[[ Data provided open ]]

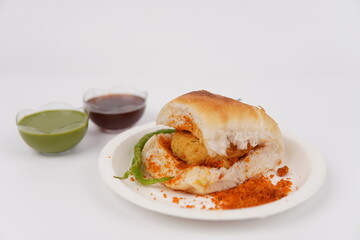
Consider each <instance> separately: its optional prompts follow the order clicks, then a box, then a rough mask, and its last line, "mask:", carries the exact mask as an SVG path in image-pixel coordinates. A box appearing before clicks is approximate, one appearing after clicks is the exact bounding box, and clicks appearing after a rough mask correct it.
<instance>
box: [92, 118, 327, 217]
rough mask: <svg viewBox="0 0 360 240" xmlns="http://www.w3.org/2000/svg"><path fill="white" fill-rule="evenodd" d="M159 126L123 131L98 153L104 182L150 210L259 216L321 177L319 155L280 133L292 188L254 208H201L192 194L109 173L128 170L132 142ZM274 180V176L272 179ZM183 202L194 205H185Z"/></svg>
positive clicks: (293, 140) (207, 200) (308, 187)
mask: <svg viewBox="0 0 360 240" xmlns="http://www.w3.org/2000/svg"><path fill="white" fill-rule="evenodd" d="M160 128H163V127H161V126H160V127H159V126H155V123H148V124H144V125H141V126H138V127H134V128H131V129H129V130H127V131H124V132H122V133H120V134H119V135H117V136H116V137H114V138H113V139H112V140H111V141H109V142H108V143H107V144H106V145H105V147H104V148H103V149H102V151H101V153H100V156H99V170H100V173H101V175H102V177H103V178H104V180H105V182H106V184H107V185H108V186H109V187H110V188H111V189H112V190H114V191H115V192H116V193H117V194H119V195H120V196H122V197H123V198H125V199H127V200H128V201H130V202H132V203H134V204H136V205H138V206H140V207H143V208H146V209H148V210H151V211H155V212H159V213H163V214H167V215H171V216H176V217H182V218H189V219H201V220H239V219H249V218H263V217H267V216H270V215H273V214H276V213H280V212H283V211H285V210H287V209H290V208H292V207H294V206H296V205H298V204H300V203H301V202H303V201H305V200H307V199H308V198H310V197H311V196H312V195H313V194H314V193H315V192H316V191H317V190H318V189H319V188H320V186H321V184H322V182H323V180H324V177H325V169H326V168H325V162H324V161H323V159H322V158H321V157H320V155H319V154H318V153H317V152H316V151H315V150H314V149H313V148H312V147H311V146H309V145H308V144H307V143H305V142H304V141H302V140H300V139H298V138H296V137H294V136H292V135H289V134H286V133H285V134H284V133H283V136H284V143H285V148H286V154H285V161H286V165H287V166H288V167H289V168H290V171H289V174H288V175H287V176H286V177H290V179H291V181H292V182H293V191H292V192H291V193H290V194H289V195H288V196H287V197H284V198H282V199H280V200H277V201H275V202H272V203H268V204H264V205H261V206H257V207H250V208H242V209H233V210H204V209H200V208H201V207H202V206H203V205H205V206H207V207H210V205H211V204H212V203H211V201H210V200H209V199H208V200H206V199H205V200H204V199H203V198H199V197H196V196H194V195H192V194H186V193H181V192H179V191H172V190H170V189H167V188H166V187H164V186H162V185H161V184H157V185H152V186H142V185H141V184H139V183H137V182H136V181H131V180H130V179H126V180H119V179H115V178H114V177H113V176H122V175H123V173H124V172H125V171H126V170H127V169H129V166H130V163H131V160H132V156H133V149H134V145H135V144H136V142H137V141H138V140H139V139H140V138H141V137H142V136H143V135H144V134H146V133H149V132H153V131H155V130H157V129H160ZM275 180H276V179H275ZM173 197H183V198H184V199H183V200H181V201H180V203H178V204H176V203H174V202H173V201H172V200H173ZM186 205H192V206H195V208H186V207H185V206H186Z"/></svg>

[[ Data provided closed ]]

▸ **Activity**: Reproduce the whole listing above verbatim, leaving out the picture.

▸ **Problem solution**:
Consider each <instance> separately: its optional prompts follow the order clicks, then a box, then a rough mask, and its last line, "mask:", carries the exact mask as an SVG path in image-pixel coordinates. A box appearing before clicks is approximate, one appearing after clicks is the exact bounding box, and clicks appearing after a rough mask correct it.
<instance>
box: [92, 118, 327, 217]
rough mask: <svg viewBox="0 0 360 240" xmlns="http://www.w3.org/2000/svg"><path fill="white" fill-rule="evenodd" d="M159 126L123 131L98 153L104 182L150 210L259 216L321 177L319 155L280 133L292 188L254 208H201L192 194L109 173L128 170L132 142ZM274 180V176L272 179ZM183 202L194 205H185Z"/></svg>
positive clicks: (293, 140) (207, 200) (308, 187)
mask: <svg viewBox="0 0 360 240" xmlns="http://www.w3.org/2000/svg"><path fill="white" fill-rule="evenodd" d="M160 128H163V127H161V126H160V127H159V126H155V123H148V124H144V125H141V126H138V127H134V128H131V129H129V130H127V131H124V132H122V133H120V134H119V135H117V136H116V137H114V138H113V139H112V140H111V141H109V142H108V143H107V144H106V145H105V147H104V148H103V149H102V151H101V153H100V156H99V170H100V173H101V175H102V177H103V178H104V180H105V182H106V184H107V185H108V186H109V187H110V188H111V189H112V190H114V191H115V192H116V193H117V194H119V195H120V196H122V197H123V198H125V199H127V200H128V201H130V202H132V203H134V204H136V205H138V206H140V207H143V208H146V209H148V210H151V211H155V212H159V213H163V214H167V215H171V216H176V217H182V218H189V219H201V220H239V219H249V218H263V217H267V216H270V215H273V214H276V213H280V212H283V211H285V210H287V209H290V208H292V207H294V206H296V205H298V204H300V203H301V202H303V201H305V200H307V199H308V198H310V197H311V196H312V195H313V194H314V193H315V192H316V191H317V190H318V189H319V188H320V186H321V184H322V182H323V180H324V177H325V169H326V168H325V162H324V161H323V159H322V158H321V157H320V155H319V154H318V153H317V152H316V151H315V150H314V149H313V148H312V147H311V146H309V145H308V144H307V143H305V142H304V141H302V140H300V139H298V138H296V137H294V136H292V135H289V134H286V133H285V134H284V133H283V136H284V143H285V148H286V154H285V161H286V165H287V166H288V167H289V168H290V171H289V174H288V175H287V176H286V177H290V179H291V181H292V182H293V191H292V192H291V193H290V194H289V195H288V196H287V197H284V198H282V199H280V200H277V201H275V202H272V203H268V204H264V205H261V206H257V207H250V208H242V209H233V210H204V209H200V208H201V207H202V206H203V205H205V206H207V207H210V205H211V204H212V203H211V201H210V200H209V199H208V200H206V199H205V200H204V199H203V198H199V197H196V196H194V195H192V194H186V193H181V192H179V191H172V190H170V189H167V188H166V187H164V186H162V185H161V184H157V185H152V186H142V185H141V184H139V183H137V182H136V181H131V180H130V179H126V180H119V179H115V178H114V177H113V176H122V175H123V173H124V172H125V171H126V170H127V169H129V166H130V163H131V160H132V156H133V149H134V145H135V144H136V142H137V141H138V140H139V139H140V138H141V137H142V136H143V135H144V134H146V133H149V132H153V131H155V130H157V129H160ZM275 180H276V179H275ZM173 197H183V198H184V199H183V200H181V201H180V203H178V204H176V203H174V202H173V201H172V200H173ZM186 205H192V206H195V208H186V207H185V206H186Z"/></svg>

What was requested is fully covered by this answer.